_Esercizio scritto 1:_ Nell'articolo sul crocifisso nelle aule scolastiche, in quale data il TAR del Veneto emise l'ordinanza che rinviava gli atti alla Corte Costituzionale?
==== Pagina
La laicità crocifissa da Marta Cartabia: presidente della Consulta, donna, e ciellina
Massimo Albertin
Ho deciso di parlarne riagganciandomi alla vicenda giudiziaria che la mia famiglia intraprese nel 2002 relativamente all’esposizione del crocefisso nelle aule scolastiche frequentate dai nostri figli.
Il 14 gennaio 2004 il TAR del Veneto, sul ricorso da noi intentato, decideva con un’ordinanza di sospendere il giudizio rinviando gli atti alla Corte Costituzionale. Quanto avvenne successivamente è noto: la Consulta decise di non decidere rimandando il caso al TAR e la vicenda poi proseguì nei vari gradi di giudizio fino a giungere alla Corte Europea dei Diritti dell’Uomo che, dopo averci dato ragione in prima istanza nel 2009, ribaltò poi la sentenza alla Grande Camera nel 2011 sentenziando che il crocefisso, essendo un “simbolo passivo”, non influenzerebbe l’educazione degli studenti e poteva perciò restare al suo posto.
Quello a cui faccio riferimento adesso è un articolo del 2004 successivo all’ordinanza del TAR, pubblicato in un libro che raccoglie una serie di interventi del seminario ferrarese tenutosi il 28 maggio 2004 in vista della decisione della Consulta che sarebbe poi avvenuta a dicembre dello stesso anno (R. Bin, G. Brunelli, A. Puggiotto, P. Veronesi, La laicità crocifissa, Giappichelli, Torino, 2004). Si tratta di una raccolta di interventi di esperti fra cui oggi desidero riprendere quanto scrisse l’allora docente di Istituzioni di Diritto Pubblico dell’Università di Verona e oggi eletta presidente della Corte Costituzionale.
L’intervento di Cartabia è interessante in quanto, introducendo la propria posizione riguardo all’esposizione del crocefisso nelle aule scolastiche, esordisce smontando i due argomenti usati con maggiore frequenza e insistenza da parte dei clericali nell’ambito delle discussioni sui simboli religiosi esposti nei luoghi pubblici e cioè: 1) quello relativo al rispetto della volontà della maggioranza; 2) quello che fa leva sulla valenza più culturale che religiosa del simbolo.
Cartabia correttamente sostiene che il primo argomento “non convince del tutto, perché si presta a giustificare un dispotismo della maggioranza a scapito delle minoranze”, ricordando che “il campo dei diritti fondamentali è dominio delle garanzie e non della politica”. E successivamente sostiene che “neppure del tutto convincente è il secondo argomento che fa leva sulla valenza culturale del crocefisso, perché per giustificarne l’esposizione finisce per svilirne il significato”.
========
_Esercizio scritto 2:_ Estrai dai record tutte le righe in cui compare la stringa "hair".
==== Record da elaborare
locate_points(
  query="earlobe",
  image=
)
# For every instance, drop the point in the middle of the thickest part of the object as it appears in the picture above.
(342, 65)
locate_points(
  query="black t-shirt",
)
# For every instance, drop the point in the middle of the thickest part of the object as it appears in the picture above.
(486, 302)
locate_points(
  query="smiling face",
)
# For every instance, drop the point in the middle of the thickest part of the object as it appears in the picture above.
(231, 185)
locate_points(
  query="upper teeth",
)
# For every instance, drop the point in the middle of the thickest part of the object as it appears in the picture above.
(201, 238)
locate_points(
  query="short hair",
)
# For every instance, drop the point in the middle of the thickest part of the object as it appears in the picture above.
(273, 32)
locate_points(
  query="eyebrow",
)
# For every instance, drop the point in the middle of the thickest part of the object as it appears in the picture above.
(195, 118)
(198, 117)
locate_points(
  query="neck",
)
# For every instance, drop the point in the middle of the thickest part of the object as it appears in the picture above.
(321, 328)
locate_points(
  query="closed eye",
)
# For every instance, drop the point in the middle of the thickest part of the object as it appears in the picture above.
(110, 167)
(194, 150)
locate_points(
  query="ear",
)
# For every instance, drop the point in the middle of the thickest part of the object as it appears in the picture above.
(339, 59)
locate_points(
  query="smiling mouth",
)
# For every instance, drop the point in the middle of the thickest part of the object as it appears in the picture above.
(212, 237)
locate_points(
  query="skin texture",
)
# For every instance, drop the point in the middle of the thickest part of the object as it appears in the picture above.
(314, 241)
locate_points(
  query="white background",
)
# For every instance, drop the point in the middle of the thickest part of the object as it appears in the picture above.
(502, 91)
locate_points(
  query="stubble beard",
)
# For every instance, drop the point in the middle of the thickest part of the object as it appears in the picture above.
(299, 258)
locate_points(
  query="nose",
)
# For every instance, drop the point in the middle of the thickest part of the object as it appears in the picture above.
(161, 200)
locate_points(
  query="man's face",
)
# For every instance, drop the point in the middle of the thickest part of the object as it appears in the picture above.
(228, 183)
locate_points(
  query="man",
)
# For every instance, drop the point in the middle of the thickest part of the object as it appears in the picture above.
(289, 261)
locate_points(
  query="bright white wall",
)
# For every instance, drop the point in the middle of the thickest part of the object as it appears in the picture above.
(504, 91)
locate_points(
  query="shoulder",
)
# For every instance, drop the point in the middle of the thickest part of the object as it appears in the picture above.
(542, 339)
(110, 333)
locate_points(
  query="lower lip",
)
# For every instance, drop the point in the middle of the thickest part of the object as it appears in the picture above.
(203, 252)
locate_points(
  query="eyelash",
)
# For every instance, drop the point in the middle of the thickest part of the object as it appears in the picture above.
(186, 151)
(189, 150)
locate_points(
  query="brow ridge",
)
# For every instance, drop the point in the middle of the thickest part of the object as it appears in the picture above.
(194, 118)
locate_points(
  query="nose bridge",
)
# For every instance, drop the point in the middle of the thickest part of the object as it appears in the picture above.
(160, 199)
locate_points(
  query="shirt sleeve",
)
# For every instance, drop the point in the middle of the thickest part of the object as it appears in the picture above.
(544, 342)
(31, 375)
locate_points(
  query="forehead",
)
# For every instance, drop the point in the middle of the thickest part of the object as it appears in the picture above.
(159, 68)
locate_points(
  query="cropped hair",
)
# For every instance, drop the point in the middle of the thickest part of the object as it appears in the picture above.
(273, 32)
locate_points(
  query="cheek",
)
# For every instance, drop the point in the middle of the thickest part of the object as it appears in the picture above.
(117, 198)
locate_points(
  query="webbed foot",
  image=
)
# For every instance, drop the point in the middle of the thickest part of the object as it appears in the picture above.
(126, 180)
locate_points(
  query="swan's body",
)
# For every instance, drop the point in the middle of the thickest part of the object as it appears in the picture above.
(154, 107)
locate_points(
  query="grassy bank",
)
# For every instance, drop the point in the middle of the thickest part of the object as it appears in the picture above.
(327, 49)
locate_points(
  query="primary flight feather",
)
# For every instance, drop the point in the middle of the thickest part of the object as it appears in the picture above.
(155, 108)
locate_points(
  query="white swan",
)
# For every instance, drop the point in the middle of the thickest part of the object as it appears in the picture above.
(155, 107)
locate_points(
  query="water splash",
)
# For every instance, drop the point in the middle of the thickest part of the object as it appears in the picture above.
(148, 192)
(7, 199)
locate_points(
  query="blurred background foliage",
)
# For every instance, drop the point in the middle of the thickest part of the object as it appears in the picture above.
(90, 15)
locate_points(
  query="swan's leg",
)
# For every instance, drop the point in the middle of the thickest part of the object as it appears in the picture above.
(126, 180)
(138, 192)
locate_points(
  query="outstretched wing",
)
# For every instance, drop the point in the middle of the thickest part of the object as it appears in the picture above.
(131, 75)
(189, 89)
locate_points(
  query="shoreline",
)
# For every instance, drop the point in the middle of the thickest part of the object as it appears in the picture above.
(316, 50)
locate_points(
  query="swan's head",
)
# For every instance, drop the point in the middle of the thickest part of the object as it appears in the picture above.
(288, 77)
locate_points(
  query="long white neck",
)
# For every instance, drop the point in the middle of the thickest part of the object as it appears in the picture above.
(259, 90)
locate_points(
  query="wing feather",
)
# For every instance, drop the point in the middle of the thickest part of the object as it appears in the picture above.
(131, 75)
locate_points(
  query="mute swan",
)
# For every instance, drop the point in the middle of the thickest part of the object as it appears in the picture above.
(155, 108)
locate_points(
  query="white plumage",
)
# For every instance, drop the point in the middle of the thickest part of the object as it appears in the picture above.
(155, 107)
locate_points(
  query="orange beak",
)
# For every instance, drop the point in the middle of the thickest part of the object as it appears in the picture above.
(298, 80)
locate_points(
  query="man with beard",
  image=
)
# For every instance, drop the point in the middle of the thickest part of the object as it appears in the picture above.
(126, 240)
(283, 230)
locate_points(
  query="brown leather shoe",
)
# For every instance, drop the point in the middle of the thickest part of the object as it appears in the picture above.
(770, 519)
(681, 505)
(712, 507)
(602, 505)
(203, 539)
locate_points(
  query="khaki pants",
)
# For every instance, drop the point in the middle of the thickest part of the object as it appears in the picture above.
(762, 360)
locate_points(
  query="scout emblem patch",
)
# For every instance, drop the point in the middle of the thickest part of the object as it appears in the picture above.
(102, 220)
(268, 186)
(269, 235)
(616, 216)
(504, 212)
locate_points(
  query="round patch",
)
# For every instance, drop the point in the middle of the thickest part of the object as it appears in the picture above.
========
_Risposta corretta 1:_ Il 14 gennaio 2004.

_Risposta corretta 2:_
  query="short hair",
  query="cropped hair",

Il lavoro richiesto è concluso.